Assignment
Every entry in the following data should be output exactly.
☆ ☆ ☆ ☆ ☆
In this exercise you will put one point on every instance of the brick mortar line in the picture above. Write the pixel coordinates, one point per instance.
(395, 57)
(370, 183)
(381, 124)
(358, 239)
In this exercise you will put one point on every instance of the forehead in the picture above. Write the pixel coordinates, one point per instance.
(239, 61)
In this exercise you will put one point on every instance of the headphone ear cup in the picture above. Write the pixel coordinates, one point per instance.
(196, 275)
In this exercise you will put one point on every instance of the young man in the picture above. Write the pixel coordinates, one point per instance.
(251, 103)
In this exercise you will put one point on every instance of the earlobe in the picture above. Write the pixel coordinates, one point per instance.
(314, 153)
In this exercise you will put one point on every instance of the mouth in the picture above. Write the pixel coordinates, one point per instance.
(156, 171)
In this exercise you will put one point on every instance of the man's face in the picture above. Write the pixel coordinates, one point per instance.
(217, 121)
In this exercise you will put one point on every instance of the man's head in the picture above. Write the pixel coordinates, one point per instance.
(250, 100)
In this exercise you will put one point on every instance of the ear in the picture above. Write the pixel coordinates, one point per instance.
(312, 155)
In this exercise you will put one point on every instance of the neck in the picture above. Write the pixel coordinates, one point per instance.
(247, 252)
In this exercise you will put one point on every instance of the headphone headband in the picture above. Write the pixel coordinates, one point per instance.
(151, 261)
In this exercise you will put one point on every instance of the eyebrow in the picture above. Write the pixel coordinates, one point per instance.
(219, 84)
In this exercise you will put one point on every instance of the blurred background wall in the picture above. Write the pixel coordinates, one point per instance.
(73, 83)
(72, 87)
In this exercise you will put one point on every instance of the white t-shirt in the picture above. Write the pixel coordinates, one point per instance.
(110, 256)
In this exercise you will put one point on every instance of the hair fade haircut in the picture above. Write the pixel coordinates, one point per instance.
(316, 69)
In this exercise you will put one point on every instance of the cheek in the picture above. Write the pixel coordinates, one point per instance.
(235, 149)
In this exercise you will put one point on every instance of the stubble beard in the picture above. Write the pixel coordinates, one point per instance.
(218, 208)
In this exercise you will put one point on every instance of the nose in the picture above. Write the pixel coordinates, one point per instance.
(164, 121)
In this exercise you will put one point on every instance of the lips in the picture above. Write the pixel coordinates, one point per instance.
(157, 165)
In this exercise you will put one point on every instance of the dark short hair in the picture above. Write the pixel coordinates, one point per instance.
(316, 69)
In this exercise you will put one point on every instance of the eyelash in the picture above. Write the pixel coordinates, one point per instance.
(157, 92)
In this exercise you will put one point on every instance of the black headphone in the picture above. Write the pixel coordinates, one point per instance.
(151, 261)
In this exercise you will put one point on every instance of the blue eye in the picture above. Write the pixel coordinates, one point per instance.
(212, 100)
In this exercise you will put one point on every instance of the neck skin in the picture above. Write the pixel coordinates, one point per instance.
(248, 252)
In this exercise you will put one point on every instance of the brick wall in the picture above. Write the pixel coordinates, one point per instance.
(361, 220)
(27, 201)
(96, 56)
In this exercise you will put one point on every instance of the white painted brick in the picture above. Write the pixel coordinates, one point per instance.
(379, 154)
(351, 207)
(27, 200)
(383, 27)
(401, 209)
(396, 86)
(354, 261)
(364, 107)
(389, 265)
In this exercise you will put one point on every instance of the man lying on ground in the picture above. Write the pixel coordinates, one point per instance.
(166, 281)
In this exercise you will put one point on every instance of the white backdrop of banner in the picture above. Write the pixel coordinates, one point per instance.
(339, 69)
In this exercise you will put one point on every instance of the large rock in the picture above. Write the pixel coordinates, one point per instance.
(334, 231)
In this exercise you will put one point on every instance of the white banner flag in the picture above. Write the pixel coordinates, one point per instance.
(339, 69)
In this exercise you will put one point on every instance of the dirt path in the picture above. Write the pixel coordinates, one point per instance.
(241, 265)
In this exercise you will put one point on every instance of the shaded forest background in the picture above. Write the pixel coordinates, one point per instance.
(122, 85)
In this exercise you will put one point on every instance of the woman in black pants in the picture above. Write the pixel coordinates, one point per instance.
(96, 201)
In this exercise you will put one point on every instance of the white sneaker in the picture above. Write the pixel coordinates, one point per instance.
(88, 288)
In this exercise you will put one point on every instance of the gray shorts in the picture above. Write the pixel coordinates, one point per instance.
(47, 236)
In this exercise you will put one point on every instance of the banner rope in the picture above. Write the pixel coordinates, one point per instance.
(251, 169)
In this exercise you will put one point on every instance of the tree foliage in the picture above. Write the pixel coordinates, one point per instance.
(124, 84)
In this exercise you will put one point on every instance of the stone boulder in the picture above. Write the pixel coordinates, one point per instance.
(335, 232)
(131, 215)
☆ ☆ ☆ ☆ ☆
Result for this task
In this exercise you will put one point on every instance of the brick mortar line in the picture above. Write the pixel coordinates, one point per instance.
(395, 57)
(370, 183)
(381, 124)
(358, 239)
In this exercise you will put one point on every instance of the forehead in the picture above. Write the pixel coordinates, one point per instance.
(239, 61)
In this exercise you will put one point on every instance of the headphone ear cup in the picture above. Write the pixel coordinates, one point per instance.
(196, 275)
In this exercise you will put one point on every instance of the young man in the picture above. Write the pixel coordinates, one point per instance.
(251, 103)
In this exercise you will put one point on every instance of the earlobe in the picture above. Write the pixel coordinates, one point per instance.
(314, 153)
In this exercise you will put one point on every instance of the mouth in the picture above. Write the pixel coordinates, one point per instance.
(156, 171)
In this exercise you will put one point on every instance of the man's face in the picture above. Write the pixel coordinates, one point per instance.
(217, 121)
In this exercise you will put one point on every instance of the man's head in the picture above. Write the pixel coordinates, one point per instance.
(250, 100)
In this exercise you will put one point on every instance of the ear in the picture above. Write the pixel coordinates, one point per instance.
(312, 155)
In this exercise you will put one point on every instance of the neck in the picture above. Write the pixel coordinates, one point per instance.
(247, 252)
In this exercise you will put one point on every instance of the headphone headband in the picture above. Write the pixel coordinates, one point per instance.
(151, 261)
In this exercise you will put one point on every instance of the eyebrow in the picture above. Write the pixel coordinates, one point per instance.
(219, 84)
In this exercise you will put one point on every instance of the blurred background wall in the picture above. Write the pixel coordinates, one point per instance.
(73, 83)
(72, 87)
In this exercise you will put one point on every instance of the white t-shirt in the picture above. Write the pixel coordinates, one point per instance.
(110, 256)
In this exercise you will put one point on every instance of the hair fade haircut in the picture above. Write the pixel coordinates, one point per instance.
(316, 69)
In this exercise you will put one point on every instance of the cheek in the picture above. Write the pixel coordinates, one point per instance.
(235, 149)
In this exercise you will put one point on every instance of the stubble beard in the picture above. Write the pixel coordinates, one point per instance.
(218, 208)
In this exercise you will put one point on every instance of the nose in the picture above. Write the pixel coordinates, one point per instance.
(164, 121)
In this exercise you will put one point on every instance of the lips in the picture above. Write the pixel coordinates, one point per instance.
(157, 165)
In this exercise you will put one point on every instance of the dark short hair in the picture above. Write the pixel coordinates, one point per instance.
(316, 69)
In this exercise you will put one point on every instance of the eyelash in the picture above. Write the pixel coordinates, one point per instance.
(157, 92)
In this exercise you will put one point on every instance of the black headphone in the picture above. Write the pixel coordinates, one point per instance.
(151, 261)
In this exercise you will put one point on every instance of the blue eye in the picture above. Write the pixel coordinates, one point per instance.
(212, 100)
In this exercise you will put one point on every instance of the neck skin in the picture above. Write the pixel coordinates, one point per instance.
(248, 252)
In this exercise you will put one point on every instance of the brick wall in the picture above. Write the pixel coordinates, one point per instance.
(361, 220)
(27, 201)
(96, 56)
In this exercise you will put one point on every instance of the white painted brick in the picture above. Write the pixel coordinates, one point per instance.
(379, 154)
(351, 207)
(27, 200)
(383, 27)
(401, 209)
(396, 86)
(354, 261)
(364, 107)
(389, 265)
In this exercise you will put one point on every instance of the man lying on ground in the picture above. Write the pixel coordinates, one point per instance.
(166, 281)
In this exercise you will put one point on every instance of the white backdrop of banner in the picture above. Write the pixel coordinates, one point per instance.
(339, 69)
In this exercise you will put one point on every instance of the large rock in the picture above. Write the pixel coordinates, one point per instance.
(334, 231)
In this exercise you will put one point on every instance of the white banner flag in the picture above. Write the pixel coordinates, one point per instance.
(339, 69)
In this exercise you will put one point on every instance of the dirt path in the picture above. Write the pixel coordinates, one point per instance.
(241, 265)
In this exercise you will put one point on every instance of the shaded forest background in the picture above. Write the pixel coordinates, one point per instance.
(122, 85)
In this exercise you will put one point on every instance of the woman in black pants in the picture above. Write the pixel coordinates, one point per instance.
(96, 201)
In this exercise you will put one point on every instance of the white sneaker in the picture above. Write the pixel coordinates, one point per instance.
(88, 288)
In this exercise you will put one point on every instance of the gray shorts in the picture above. Write the pixel coordinates, one point per instance.
(47, 236)
In this exercise you will put one point on every instance of the banner rope in the picture above. Write the pixel coordinates, one point per instance.
(251, 169)
In this exercise you will put one point on every instance of the tree foliage in the picture above. Write the pixel coordinates, one point per instance.
(124, 84)
In this exercise you will put one point on every instance of the stone boulder in the picture above. Write the pixel coordinates, one point per instance.
(335, 232)
(131, 215)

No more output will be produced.